▸ **Instructions for the task**:
Express all of the material below as a two-column CSV headed input and output, one row for each text and its answer, with each field quoted and line breaks turned into spaces. Leave the pictures out.

◇ ◇ ◇ ◇

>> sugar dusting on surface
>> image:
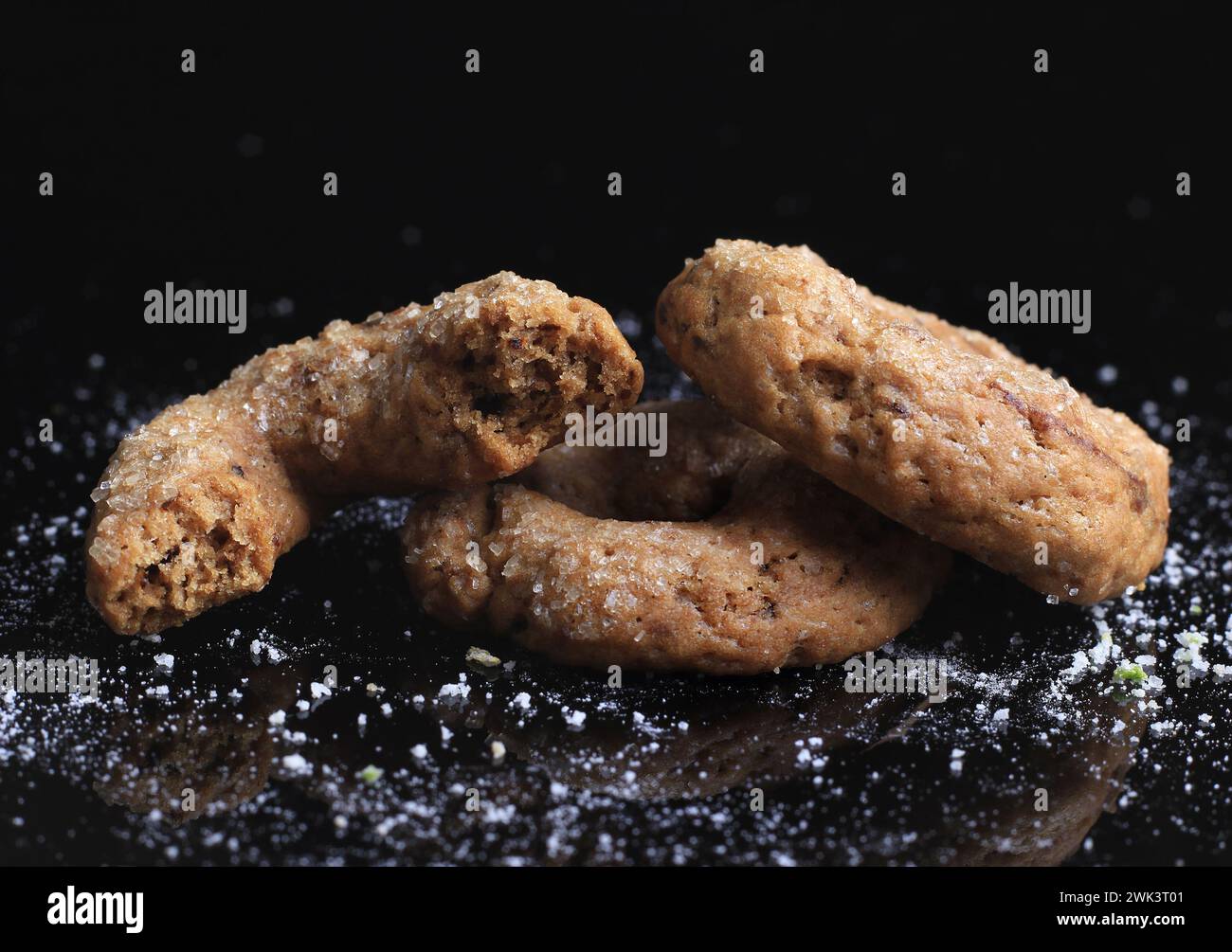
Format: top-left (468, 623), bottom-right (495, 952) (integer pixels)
top-left (0, 351), bottom-right (1232, 865)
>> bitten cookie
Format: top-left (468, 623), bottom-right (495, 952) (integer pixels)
top-left (86, 272), bottom-right (643, 635)
top-left (656, 242), bottom-right (1168, 604)
top-left (404, 402), bottom-right (950, 674)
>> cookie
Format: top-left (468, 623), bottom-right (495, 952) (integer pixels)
top-left (403, 402), bottom-right (949, 674)
top-left (86, 272), bottom-right (643, 635)
top-left (656, 242), bottom-right (1168, 604)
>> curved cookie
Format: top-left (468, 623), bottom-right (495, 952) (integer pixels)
top-left (403, 402), bottom-right (950, 674)
top-left (656, 242), bottom-right (1168, 604)
top-left (86, 272), bottom-right (642, 635)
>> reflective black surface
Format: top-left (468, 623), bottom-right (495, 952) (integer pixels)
top-left (0, 327), bottom-right (1232, 865)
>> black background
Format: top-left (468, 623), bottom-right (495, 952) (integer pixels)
top-left (4, 4), bottom-right (1232, 411)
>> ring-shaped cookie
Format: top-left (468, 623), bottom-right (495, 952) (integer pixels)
top-left (404, 402), bottom-right (950, 674)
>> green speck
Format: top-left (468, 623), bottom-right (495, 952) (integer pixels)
top-left (1113, 664), bottom-right (1147, 684)
top-left (465, 647), bottom-right (500, 668)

◇ ◇ ◇ ◇

▸ **Solution for this exercise**:
input,output
">> sugar dusting on surface >> image: Format: top-left (468, 623), bottom-right (495, 952) (integer pixels)","top-left (0, 351), bottom-right (1232, 865)"
">> bitten cookie Format: top-left (468, 623), bottom-right (495, 952) (integer pixels)","top-left (86, 272), bottom-right (643, 635) top-left (656, 242), bottom-right (1168, 604) top-left (404, 402), bottom-right (950, 674)"
">> cookie Format: top-left (468, 623), bottom-right (495, 952) (integer pixels)","top-left (403, 402), bottom-right (949, 674) top-left (86, 272), bottom-right (643, 635) top-left (656, 242), bottom-right (1168, 604)"
">> curved cookie Format: top-left (468, 623), bottom-right (495, 952) (integer pixels)","top-left (403, 402), bottom-right (950, 674) top-left (656, 242), bottom-right (1168, 604) top-left (86, 272), bottom-right (642, 635)"
">> reflective black surface Format: top-left (468, 623), bottom-right (495, 952) (integer pixels)","top-left (0, 327), bottom-right (1232, 865)"
">> black background Format: top-left (468, 623), bottom-right (495, 952) (integer pixels)","top-left (4, 4), bottom-right (1232, 411)"
">> ring-shaped cookie Format: top-left (468, 623), bottom-right (495, 952) (integer pixels)","top-left (404, 402), bottom-right (950, 674)"
">> green speck Format: top-left (468, 623), bottom-right (495, 952) (integer pixels)","top-left (1113, 664), bottom-right (1147, 684) top-left (465, 647), bottom-right (500, 668)"